_PROVIDED DATA_.
#####
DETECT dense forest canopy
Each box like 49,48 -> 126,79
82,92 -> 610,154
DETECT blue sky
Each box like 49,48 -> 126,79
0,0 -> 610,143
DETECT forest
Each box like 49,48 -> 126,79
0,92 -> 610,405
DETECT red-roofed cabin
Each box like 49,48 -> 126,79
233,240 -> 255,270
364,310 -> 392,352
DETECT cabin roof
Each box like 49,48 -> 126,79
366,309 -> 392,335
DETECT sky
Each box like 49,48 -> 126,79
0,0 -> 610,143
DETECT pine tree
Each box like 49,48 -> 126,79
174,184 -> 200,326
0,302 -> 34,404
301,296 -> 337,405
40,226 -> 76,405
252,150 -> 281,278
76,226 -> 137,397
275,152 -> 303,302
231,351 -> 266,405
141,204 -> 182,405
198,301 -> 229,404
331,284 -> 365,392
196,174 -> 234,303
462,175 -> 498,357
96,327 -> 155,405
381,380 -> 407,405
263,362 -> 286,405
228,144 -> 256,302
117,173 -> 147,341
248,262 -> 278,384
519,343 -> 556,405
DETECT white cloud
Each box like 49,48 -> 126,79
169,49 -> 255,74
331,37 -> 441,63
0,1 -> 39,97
#####
Rewrite all of the data above, putting "lodge" wherever "cabin" appears and leaving everything else the same.

_REPLY TO THE EXERCISE_.
DETECT dense forest canopy
Each box like 49,48 -> 126,79
82,92 -> 610,154
DETECT blue sky
Each box like 49,48 -> 126,79
0,0 -> 610,143
DETECT forest
Each box like 49,48 -> 126,79
0,92 -> 610,405
DETECT red-roofed lodge
Each box like 49,48 -> 126,79
233,240 -> 255,270
364,310 -> 392,352
DETECT lodge roof
Each box like 49,48 -> 126,79
366,309 -> 392,335
DETECT sky
Each box like 49,48 -> 126,79
0,0 -> 610,143
DETECT pine tree
Each box like 49,48 -> 126,79
174,184 -> 200,326
0,302 -> 34,404
301,296 -> 337,405
40,226 -> 76,405
252,150 -> 281,278
76,226 -> 137,397
275,152 -> 303,302
231,351 -> 266,405
141,204 -> 182,405
198,301 -> 229,404
331,284 -> 365,392
196,174 -> 234,303
462,175 -> 498,357
96,327 -> 155,405
381,380 -> 407,405
263,362 -> 286,405
228,144 -> 256,302
117,173 -> 147,341
248,262 -> 278,384
519,343 -> 556,405
DETECT white cloud
Each box like 49,48 -> 126,79
169,49 -> 255,74
331,37 -> 441,63
0,1 -> 39,97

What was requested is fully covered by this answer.